TASK: Retype the lines below exactly, beginning with the line that contains "Pest-scouting request: tag the fingernail" and continuing through the last line. Leave out the pictures.

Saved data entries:

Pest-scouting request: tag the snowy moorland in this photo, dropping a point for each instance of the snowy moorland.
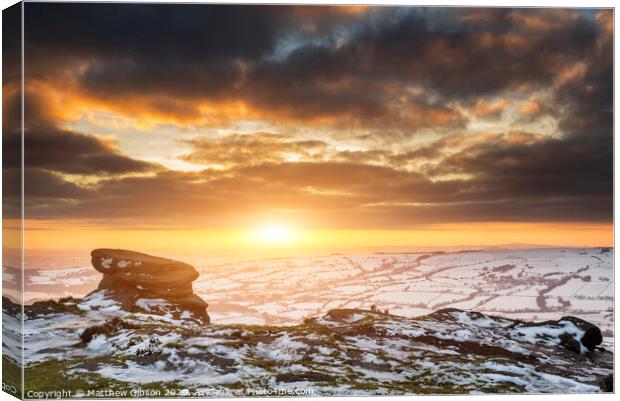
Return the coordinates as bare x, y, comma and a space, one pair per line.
385, 323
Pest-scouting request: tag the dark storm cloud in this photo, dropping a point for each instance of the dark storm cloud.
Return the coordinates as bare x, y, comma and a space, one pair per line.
333, 194
351, 71
256, 148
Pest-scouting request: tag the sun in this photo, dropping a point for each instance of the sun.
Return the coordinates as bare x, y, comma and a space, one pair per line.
274, 235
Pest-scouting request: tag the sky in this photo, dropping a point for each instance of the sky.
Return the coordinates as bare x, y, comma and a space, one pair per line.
217, 127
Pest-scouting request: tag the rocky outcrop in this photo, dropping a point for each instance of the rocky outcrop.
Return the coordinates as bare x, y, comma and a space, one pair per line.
130, 276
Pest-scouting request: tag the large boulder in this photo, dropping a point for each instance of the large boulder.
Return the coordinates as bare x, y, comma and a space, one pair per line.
130, 276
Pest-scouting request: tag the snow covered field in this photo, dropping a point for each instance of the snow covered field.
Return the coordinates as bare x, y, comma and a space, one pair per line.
533, 284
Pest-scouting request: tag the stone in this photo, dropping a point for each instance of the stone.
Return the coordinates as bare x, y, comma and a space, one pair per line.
570, 342
140, 268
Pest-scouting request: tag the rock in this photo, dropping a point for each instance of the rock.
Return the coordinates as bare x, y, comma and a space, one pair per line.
129, 276
141, 268
592, 334
570, 342
607, 384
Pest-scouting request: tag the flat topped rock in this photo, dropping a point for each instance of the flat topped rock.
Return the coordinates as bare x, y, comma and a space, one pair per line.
141, 268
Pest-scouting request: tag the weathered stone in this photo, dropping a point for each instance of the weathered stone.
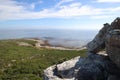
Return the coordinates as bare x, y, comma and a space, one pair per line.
94, 66
98, 43
113, 47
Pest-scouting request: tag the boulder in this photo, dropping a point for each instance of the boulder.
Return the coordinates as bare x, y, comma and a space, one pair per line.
95, 66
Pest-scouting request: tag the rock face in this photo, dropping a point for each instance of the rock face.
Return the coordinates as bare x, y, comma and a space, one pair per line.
94, 66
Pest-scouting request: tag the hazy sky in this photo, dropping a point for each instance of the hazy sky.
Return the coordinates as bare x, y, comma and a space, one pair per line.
57, 14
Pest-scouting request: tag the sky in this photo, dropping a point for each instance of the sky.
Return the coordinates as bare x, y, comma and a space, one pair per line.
57, 14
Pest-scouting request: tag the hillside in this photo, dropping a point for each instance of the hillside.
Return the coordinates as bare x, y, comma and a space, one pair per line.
21, 60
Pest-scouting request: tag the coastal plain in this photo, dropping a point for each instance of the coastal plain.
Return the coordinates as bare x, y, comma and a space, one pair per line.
24, 59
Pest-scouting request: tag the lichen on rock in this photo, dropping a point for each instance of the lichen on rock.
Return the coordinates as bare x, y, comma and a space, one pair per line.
94, 66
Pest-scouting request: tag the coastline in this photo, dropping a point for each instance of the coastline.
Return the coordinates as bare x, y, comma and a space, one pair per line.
44, 43
40, 43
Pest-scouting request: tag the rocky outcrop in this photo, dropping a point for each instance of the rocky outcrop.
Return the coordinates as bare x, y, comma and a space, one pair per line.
95, 66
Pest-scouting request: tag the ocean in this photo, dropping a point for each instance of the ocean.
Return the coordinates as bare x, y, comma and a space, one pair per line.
66, 38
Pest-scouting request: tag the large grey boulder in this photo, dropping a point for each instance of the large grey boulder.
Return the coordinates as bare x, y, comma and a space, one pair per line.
95, 66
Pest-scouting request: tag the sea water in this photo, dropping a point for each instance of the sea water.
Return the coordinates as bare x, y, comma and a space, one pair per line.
56, 37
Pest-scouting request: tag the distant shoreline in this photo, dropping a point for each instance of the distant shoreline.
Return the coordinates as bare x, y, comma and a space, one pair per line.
41, 43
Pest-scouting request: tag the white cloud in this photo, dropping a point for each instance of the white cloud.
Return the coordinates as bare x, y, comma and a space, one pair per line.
10, 9
108, 1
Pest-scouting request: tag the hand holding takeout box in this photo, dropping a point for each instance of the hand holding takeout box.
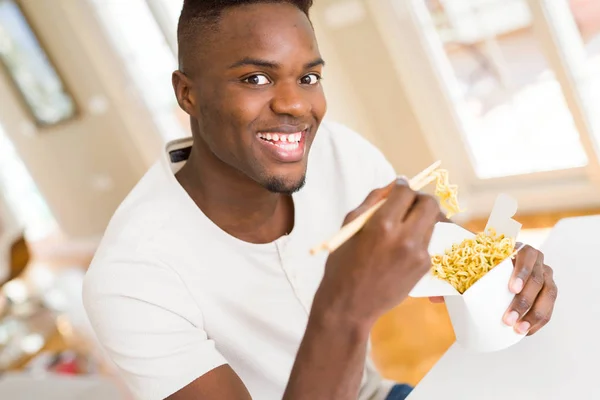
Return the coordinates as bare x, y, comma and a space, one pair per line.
476, 314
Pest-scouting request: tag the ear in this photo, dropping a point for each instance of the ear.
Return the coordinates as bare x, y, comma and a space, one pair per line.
184, 93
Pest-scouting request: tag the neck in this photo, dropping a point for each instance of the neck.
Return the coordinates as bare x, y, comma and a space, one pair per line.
234, 202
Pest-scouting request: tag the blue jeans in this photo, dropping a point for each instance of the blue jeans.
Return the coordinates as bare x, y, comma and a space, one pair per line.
399, 392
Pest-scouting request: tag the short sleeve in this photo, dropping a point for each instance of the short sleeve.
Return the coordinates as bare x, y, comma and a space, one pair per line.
151, 328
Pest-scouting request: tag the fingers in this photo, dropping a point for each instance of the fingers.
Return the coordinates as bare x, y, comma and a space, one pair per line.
397, 206
541, 312
526, 298
526, 261
373, 198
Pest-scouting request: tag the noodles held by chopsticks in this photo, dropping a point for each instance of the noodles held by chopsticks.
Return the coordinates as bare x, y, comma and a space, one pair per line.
465, 263
446, 192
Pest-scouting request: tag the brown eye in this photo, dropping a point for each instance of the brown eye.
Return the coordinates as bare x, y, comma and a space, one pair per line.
257, 80
310, 79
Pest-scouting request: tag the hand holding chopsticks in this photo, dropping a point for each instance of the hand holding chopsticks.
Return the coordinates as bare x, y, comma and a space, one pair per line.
418, 182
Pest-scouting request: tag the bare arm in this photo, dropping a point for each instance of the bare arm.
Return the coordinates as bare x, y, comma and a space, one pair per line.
364, 278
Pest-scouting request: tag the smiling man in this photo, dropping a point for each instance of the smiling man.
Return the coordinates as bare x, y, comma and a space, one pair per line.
203, 286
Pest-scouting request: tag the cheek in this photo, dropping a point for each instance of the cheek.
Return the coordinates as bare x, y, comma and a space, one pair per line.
319, 104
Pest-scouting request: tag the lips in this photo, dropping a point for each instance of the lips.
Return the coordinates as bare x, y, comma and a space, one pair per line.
285, 147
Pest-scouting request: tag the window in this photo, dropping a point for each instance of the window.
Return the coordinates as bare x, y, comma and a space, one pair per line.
21, 193
148, 57
507, 92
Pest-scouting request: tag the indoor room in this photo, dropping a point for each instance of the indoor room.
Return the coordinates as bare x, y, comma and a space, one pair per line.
503, 95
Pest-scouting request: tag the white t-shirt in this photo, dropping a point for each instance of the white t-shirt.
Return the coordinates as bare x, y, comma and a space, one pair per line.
171, 296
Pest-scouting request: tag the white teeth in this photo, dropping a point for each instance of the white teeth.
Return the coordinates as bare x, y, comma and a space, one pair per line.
283, 138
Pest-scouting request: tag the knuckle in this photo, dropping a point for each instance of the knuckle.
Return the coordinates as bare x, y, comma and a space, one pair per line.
540, 317
409, 244
537, 278
385, 226
553, 292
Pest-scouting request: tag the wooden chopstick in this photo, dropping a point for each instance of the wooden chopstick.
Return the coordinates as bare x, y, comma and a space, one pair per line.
418, 182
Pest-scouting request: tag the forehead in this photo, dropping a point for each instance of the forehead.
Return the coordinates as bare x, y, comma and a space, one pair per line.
276, 32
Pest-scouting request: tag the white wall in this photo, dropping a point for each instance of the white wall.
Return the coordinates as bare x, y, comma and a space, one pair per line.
85, 167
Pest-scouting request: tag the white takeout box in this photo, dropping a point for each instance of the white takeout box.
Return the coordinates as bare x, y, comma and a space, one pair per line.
477, 314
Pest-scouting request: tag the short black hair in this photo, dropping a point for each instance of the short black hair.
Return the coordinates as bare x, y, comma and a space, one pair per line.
200, 15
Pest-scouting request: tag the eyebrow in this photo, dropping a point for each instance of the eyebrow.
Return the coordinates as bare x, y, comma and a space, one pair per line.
256, 62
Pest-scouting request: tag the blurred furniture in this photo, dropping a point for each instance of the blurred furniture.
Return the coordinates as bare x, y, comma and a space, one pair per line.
56, 387
560, 361
14, 252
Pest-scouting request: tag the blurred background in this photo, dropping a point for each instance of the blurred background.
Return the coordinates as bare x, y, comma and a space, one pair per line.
505, 92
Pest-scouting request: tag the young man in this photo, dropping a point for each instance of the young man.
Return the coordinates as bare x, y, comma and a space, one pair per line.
203, 286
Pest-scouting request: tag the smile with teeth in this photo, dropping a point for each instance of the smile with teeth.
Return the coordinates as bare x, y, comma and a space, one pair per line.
286, 141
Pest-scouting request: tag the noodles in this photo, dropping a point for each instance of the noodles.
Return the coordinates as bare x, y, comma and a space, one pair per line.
446, 192
465, 263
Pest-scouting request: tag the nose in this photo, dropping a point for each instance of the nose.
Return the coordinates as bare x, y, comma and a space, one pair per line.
290, 99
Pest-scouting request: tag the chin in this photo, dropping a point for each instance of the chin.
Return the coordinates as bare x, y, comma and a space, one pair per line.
284, 185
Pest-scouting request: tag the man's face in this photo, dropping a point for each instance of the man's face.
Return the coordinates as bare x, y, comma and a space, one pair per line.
256, 93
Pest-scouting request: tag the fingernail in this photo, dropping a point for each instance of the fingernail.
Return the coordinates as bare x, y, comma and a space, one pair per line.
402, 180
511, 318
523, 327
517, 286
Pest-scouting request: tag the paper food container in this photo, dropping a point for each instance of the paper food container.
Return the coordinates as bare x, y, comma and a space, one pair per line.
477, 314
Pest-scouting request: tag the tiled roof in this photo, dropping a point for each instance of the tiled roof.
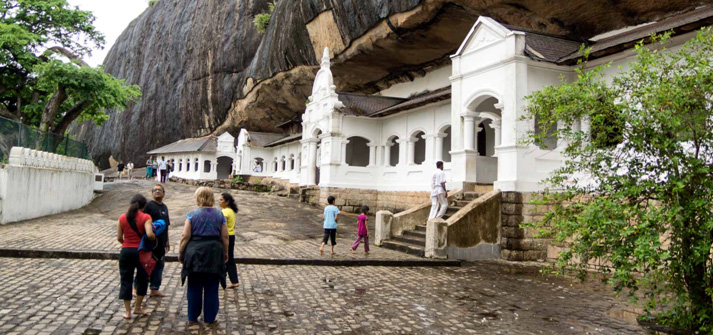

WORKED SOLUTION:
Pest-scouting request: tag the fingernail in this photo, dropping a point for each instance of the fingernail.
Return the coordinates as bare x, y, comma and a space, one pair per line.
402, 180
511, 318
523, 327
517, 286
Pest-scouting request: tag the paper food container in this photo, dropping a point for each instance of the paper food container.
Return the coordinates as bare x, y, comma and a space, one pair per line.
477, 314
Pest-scouting request: tag the tiled roof in this photo, dropping a point for each instance of the tiled roof.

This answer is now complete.